**TEXT PROVIDED**

◇ ◇ ◇ ◇

Recall that in the Exact Cover problem, we are given a collection $A = \{a_1, \dots, a_r\}$ of sets, each of which is a subset of some ground set $B$, and our task is to report whether or not it is possible to choose a subset $X \subseteq A$ of sets in $A$ such that every element in $B$ belongs to exactly one set in $X$. To encode an instance of the Exact Cover problem as an instance of your problem:

  • For each set $a_i$ in $A$:
    • Add the set $a_i$ to $S$, as $s_i$.
    • Add a new colour $c_i$ to $C$.
    • Set $cost(b_j, c_i) = 0$ for every $b_j \in a_i$.
    • Set $cost(b_j, c_i) = 1$ for every $b_j \notin a_i$.
  • Set $U = \cup_{s_i \in S}s_i$ as usual.
  • Set $q = 0$.

Basically, we create a colour $c_i$ for each set $a_i$ in $A$, and set the costs of that colour so that ground elements from the corresponding set ($a_i$) get no cost, while every other ground element gets a positive cost. This means that whenever there does exist an exact cover for $A$, it is possible to create a zero-cost solution to the corresponding constructed instance of your problem: just assign every ground-set element the colour corresponding to the unique set that contains it. Thus, a "YES" answer to the Exact Cover problem implies a "YES" answer to the constructed instance of your problem.

◇ ◇ ◇ ◇

**RAW DATA**
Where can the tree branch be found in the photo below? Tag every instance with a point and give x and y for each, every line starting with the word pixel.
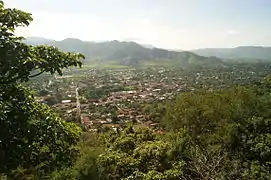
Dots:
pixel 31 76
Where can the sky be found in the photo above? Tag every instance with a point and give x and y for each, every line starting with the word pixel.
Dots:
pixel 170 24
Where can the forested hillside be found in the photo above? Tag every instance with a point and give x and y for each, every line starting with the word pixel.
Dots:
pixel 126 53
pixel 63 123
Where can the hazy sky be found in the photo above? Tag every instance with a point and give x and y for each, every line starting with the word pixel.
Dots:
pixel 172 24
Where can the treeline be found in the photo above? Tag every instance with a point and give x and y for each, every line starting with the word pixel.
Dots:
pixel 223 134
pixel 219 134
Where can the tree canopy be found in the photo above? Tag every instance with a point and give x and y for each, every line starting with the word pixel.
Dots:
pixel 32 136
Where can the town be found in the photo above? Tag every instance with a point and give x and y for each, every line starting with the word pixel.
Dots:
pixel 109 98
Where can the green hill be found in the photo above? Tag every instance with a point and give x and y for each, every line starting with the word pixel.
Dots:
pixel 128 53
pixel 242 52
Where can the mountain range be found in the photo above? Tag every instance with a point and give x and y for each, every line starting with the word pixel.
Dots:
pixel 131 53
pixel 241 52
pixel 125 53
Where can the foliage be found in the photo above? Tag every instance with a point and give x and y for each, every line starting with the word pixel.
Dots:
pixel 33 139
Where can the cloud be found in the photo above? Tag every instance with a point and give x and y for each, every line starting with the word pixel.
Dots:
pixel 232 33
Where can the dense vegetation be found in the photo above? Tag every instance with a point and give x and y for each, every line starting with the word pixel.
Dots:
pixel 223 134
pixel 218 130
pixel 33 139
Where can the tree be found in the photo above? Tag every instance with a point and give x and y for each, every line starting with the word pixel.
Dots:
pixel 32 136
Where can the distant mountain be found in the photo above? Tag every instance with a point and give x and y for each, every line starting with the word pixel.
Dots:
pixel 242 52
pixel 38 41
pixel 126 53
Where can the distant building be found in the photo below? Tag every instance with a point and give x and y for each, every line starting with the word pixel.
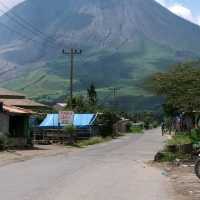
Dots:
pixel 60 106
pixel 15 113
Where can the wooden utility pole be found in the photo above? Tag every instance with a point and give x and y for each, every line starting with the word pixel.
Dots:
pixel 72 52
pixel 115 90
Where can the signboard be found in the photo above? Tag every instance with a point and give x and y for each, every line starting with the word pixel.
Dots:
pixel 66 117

◇ ◇ ◇ ◇

**DIRECTIONS**
a: Answer these questions about the text on the Exact Cover reduction:
(i) In the encoding, what value is $q$ set to?
(ii) What is $cost(b_j, c_i)$ when $b_j \notin a_i$?
(iii) When an exact cover exists, which colour is each ground-set element given to produce a zero-cost solution?
b: Pick up the text on the Exact Cover reduction after its final sentence and continue it.

**PER-TASK ANSWERS**
a:
(i) $q$ is set to $0$.
(ii) $cost(b_j, c_i) = 1$.
(iii) Each ground-set element gets the colour corresponding to the unique set that contains it.

b:
In the other direction, we would like to show that a "YES" answer to the constructed instance of your problem implies a "YES" instance to the original Exact Cover problem instance. So, we start by assuming a "YES" answer to the constructed instance of your problem. This means that there exists a zero-cost assignment of colours to ground-set elements that could be produced by choosing a set cover from $S$, then choosing a colour for each set in the cover, and assigning that colour to all ground-set elements belonging to that set. We can represent such a solution as a pair $(X, f)$, where $X \subseteq S$ is the set of ground-element sets chosen for the cover, and $f : X \to C$ is a function that maps a set in $X$ to a colour in $C$. (Even though it is individual ground-set elements that we colour and not sets of them, $f$ is still well-defined for a feasible solution, since we require of every set $x \in X$ that every $e \in x$ is assigned the same colour.)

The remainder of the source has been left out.